__Text block__.
# Happy Birthday 1Dog!!



## DueceAddicTed (Sep 28, 2009)

*~HAPPY BIRTHDAY CARLEY~​**We all Love you and Hope you have a SUPER DUPER Day Sweetie Pie!*​


----------



## BLUE PIT BULL MAN (May 22, 2009)

Omg!!! happy birthday. your getin old on us!


----------



## DueceAddicTed (Sep 28, 2009)

Lol isn't she , Double Digits bayyybeeeee ! lolll


----------



## apbtmom76 (Nov 4, 2008)

WOO HOO PARTY IN THE HOUSE!!!!!!


HAPPY BIRTHDAY CARLEY, my pack and I hope you have the bestest day ever and get all kinds of goodies. HUgs girl, wow double digits, that makes extra specially good now


----------



## aimee235 (Apr 29, 2007)

Happy Birthday!


----------



## dixieland (Aug 14, 2009)

Happy Happy Birthday girlie!!!!!


----------



## Black Rabbit (Nov 14, 2009)

Happy b day Carley  hope you have a good one


----------



## Lex's Guardian (Aug 8, 2009)

Happy 10th Birday!


----------



## MY MIKADO (Apr 7, 2006)

:woof:HAPPY BIRTHDAY CARLEY:woof:


----------



## 9361 (Jun 25, 2009)

Happy Birthday Sweetheart!!! I hope you have a great day and get everything you wish for!!!


----------



## ThaLadyPit (Oct 12, 2008)

__What you will do__.
A – Please return the birthday thread word for word, from "WOO HOO PARTY" to "(Apr 29, 2007)".
B – Resume the birthday thread from where it stops.

[Coordinate annotation entries]
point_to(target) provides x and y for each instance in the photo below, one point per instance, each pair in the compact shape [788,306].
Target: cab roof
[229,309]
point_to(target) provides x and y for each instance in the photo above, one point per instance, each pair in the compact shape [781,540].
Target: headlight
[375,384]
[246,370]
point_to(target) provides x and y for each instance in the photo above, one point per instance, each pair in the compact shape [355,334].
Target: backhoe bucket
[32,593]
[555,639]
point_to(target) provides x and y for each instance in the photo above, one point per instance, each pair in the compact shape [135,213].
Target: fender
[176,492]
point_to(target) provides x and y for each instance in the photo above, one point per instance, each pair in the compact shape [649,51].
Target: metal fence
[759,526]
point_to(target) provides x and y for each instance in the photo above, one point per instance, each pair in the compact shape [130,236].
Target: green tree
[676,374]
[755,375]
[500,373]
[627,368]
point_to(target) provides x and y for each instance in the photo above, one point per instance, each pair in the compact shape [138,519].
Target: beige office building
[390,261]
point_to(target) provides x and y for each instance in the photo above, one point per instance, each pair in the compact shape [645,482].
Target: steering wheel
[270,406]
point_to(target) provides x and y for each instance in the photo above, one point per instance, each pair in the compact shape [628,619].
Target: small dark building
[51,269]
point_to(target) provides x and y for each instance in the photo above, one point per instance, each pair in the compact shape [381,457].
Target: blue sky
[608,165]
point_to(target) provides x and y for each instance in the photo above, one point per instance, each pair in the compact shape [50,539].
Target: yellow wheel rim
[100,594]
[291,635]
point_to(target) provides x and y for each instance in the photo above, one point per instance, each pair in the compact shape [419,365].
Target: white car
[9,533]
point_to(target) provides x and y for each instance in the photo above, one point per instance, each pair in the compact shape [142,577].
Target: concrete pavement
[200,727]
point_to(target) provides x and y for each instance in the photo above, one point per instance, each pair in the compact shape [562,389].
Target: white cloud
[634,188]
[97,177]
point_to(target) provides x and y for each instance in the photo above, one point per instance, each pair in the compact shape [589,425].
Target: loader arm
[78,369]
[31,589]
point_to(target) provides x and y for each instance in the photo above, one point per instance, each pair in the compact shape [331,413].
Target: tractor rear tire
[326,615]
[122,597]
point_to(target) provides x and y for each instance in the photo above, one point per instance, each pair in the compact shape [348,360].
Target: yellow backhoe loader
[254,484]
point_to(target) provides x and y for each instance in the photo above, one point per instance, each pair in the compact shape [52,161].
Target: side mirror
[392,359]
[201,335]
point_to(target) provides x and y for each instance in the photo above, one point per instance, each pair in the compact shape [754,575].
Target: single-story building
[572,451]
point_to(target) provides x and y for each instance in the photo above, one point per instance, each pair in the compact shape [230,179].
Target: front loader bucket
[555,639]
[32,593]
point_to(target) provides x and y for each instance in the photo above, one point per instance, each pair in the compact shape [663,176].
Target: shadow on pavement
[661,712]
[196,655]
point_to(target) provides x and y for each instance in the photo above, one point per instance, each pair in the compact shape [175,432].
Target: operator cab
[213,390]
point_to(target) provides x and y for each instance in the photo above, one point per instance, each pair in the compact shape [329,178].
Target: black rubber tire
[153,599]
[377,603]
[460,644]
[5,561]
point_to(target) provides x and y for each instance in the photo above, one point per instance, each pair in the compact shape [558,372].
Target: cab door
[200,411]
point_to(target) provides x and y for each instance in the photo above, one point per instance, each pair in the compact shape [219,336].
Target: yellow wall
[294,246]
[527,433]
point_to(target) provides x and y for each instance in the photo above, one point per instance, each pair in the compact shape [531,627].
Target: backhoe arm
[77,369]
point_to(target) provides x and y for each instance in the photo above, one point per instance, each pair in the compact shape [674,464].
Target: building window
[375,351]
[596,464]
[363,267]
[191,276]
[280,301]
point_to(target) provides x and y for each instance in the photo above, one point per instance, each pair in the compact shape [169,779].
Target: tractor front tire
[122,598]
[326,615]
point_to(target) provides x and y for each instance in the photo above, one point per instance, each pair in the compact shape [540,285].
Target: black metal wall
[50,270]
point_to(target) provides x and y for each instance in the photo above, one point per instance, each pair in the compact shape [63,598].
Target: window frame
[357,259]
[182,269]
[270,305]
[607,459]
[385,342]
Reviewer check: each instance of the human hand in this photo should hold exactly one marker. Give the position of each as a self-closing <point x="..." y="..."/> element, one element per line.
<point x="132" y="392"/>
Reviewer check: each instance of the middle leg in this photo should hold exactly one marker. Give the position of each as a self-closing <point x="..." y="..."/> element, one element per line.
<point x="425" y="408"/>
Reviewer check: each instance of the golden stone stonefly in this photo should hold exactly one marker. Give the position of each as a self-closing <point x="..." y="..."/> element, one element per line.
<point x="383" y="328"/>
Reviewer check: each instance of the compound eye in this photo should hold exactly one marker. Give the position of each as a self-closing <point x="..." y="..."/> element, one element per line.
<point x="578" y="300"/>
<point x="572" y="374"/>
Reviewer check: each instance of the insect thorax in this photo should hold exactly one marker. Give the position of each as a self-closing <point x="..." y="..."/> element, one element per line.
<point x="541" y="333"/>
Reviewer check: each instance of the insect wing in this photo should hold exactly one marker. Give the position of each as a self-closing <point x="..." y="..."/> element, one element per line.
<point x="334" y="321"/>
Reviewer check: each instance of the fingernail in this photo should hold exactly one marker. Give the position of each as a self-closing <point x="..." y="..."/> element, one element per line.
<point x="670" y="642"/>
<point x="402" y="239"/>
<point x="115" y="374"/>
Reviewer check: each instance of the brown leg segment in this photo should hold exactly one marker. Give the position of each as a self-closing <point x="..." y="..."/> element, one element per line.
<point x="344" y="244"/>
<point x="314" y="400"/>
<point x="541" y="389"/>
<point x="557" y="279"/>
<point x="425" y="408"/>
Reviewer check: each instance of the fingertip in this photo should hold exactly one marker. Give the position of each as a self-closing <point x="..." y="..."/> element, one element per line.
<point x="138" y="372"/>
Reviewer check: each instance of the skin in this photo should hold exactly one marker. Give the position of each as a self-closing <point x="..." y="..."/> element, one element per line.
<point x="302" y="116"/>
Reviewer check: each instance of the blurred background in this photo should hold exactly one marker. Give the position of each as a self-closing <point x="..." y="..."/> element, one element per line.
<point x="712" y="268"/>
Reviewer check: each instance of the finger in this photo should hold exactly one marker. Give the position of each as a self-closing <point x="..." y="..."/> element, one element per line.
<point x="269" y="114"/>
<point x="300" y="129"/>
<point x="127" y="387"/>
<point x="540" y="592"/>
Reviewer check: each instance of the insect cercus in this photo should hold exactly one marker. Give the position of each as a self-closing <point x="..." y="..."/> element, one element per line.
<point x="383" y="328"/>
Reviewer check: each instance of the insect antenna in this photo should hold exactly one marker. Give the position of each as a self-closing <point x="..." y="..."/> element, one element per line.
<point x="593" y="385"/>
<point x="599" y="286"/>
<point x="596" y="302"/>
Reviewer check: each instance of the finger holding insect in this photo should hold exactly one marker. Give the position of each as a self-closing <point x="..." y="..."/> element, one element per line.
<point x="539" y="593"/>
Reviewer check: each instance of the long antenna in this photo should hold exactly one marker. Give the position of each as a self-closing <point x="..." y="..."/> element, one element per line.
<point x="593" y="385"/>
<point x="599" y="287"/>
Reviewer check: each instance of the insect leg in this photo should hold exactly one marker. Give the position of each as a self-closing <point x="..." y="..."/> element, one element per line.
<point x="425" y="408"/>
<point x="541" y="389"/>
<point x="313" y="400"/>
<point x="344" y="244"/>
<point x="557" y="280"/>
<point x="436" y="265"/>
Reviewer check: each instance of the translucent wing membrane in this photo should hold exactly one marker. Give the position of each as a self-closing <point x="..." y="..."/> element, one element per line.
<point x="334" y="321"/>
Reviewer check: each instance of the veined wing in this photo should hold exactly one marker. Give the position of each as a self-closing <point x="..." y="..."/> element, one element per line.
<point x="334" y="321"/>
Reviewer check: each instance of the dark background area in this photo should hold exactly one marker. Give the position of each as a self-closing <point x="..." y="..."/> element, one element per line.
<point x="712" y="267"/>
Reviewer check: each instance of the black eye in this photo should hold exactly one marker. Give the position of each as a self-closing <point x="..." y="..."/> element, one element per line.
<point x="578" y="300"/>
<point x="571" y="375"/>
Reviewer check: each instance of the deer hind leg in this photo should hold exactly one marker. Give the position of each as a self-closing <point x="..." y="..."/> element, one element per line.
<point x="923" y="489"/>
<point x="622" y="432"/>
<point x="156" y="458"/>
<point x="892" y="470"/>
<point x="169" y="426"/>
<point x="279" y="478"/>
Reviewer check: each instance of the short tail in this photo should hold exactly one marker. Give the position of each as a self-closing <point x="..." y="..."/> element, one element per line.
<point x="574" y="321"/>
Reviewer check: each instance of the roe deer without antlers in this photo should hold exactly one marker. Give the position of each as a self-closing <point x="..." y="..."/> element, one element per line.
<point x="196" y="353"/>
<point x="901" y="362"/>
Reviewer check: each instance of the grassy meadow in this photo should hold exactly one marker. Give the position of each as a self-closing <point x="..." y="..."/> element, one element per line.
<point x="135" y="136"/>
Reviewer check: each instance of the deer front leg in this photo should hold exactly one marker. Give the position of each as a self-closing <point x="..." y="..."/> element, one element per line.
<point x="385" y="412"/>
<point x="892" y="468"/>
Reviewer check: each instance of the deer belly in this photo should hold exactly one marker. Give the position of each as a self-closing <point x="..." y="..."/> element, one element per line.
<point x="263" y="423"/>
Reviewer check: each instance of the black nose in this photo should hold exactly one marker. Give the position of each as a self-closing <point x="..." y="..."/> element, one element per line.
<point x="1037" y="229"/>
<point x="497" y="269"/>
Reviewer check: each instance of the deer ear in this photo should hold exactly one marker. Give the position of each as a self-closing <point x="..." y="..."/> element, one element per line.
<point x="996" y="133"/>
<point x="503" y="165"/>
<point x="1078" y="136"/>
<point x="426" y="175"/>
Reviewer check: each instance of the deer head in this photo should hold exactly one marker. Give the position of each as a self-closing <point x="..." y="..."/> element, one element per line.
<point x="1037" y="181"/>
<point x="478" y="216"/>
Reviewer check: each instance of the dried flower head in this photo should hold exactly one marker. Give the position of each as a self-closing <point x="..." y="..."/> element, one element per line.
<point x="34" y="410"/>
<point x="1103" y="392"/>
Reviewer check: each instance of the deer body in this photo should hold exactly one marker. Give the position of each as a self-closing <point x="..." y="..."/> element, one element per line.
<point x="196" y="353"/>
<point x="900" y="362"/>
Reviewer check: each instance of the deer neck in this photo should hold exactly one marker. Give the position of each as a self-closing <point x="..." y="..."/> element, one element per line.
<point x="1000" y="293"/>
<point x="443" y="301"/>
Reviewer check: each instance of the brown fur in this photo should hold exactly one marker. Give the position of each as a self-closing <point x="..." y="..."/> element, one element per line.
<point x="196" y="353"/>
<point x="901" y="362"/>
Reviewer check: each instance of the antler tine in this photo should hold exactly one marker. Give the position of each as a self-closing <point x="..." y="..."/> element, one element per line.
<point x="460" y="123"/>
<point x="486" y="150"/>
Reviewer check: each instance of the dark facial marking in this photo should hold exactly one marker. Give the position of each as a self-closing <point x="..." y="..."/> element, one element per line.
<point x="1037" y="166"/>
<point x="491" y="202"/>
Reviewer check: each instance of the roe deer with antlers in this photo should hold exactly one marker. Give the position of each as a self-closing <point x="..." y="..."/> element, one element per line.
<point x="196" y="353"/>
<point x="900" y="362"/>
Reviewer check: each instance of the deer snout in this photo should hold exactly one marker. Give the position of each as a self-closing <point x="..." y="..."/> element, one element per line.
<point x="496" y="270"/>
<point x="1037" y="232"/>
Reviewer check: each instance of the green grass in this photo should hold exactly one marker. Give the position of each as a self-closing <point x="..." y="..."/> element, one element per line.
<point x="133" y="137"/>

__Final results__.
A –
WOO HOO PARTY IN THE HOUSE!!!!!!


HAPPY BIRTHDAY CARLEY, my pack and I hope you have the bestest day ever and get all kinds of goodies. HUgs girl, wow double digits, that makes extra specially good now


----------



## aimee235 (Apr 29, 2007)

B –
Happy Birthday Carley! Sorry for being late on this.. but my son was celebrating his 10th birthday today as well. Hope you have a great day!


----------



## American_Pit13 (Apr 23, 2007)

Happy Happy Birthday!


----------



## Trapboi103 (Dec 14, 2008)

Aye!!!! Happy B-day!!!!!!!!!!


----------



## ~StangChick~ (Jan 1, 2009)

Happy Birthday!! Hope it was awesome!!


----------



## NinaThePitbull (Feb 10, 2010)

Happy Birthday, pass that cake!


----------



## Carley (Mar 18, 2009)

thank you everyone!
I weent to lake michigan and everyone chickend out and dident go in the water but i did and i went bowling at the bowling ally in ottowa for dan and his web site


----------



## Notabluehippo (May 23, 2010)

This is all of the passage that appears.